- **What the task requires**:
In the lines below, rename "photo" to "image" and keep everything else unchanged. Leave the pictures out of your answer.

- **Given records**:
-------------------------

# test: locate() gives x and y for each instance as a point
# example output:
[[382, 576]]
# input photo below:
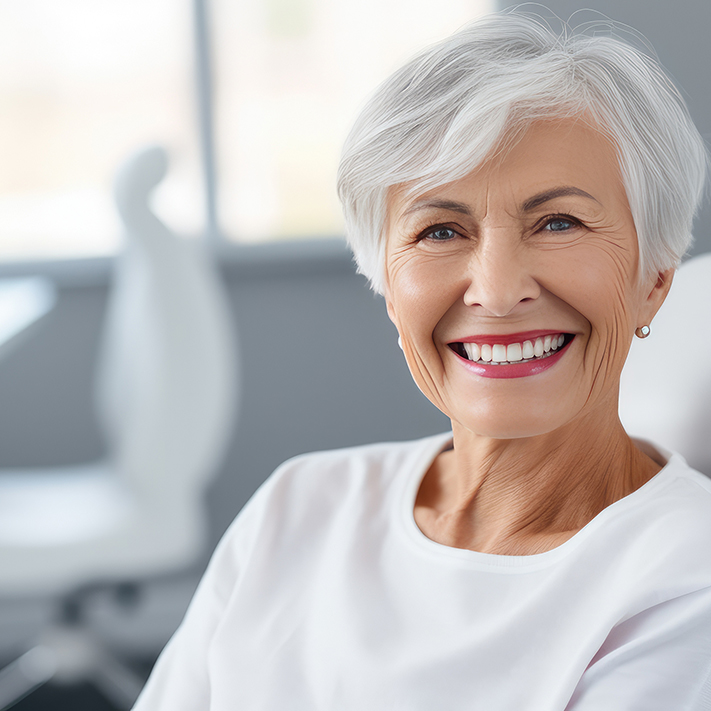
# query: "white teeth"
[[472, 351], [513, 352], [498, 353]]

-------------------------

- **Output below**:
# test: locate() gives x and y for each instance as a point
# example output:
[[382, 576]]
# input image below:
# query: "white teeth"
[[472, 351], [513, 352], [498, 353]]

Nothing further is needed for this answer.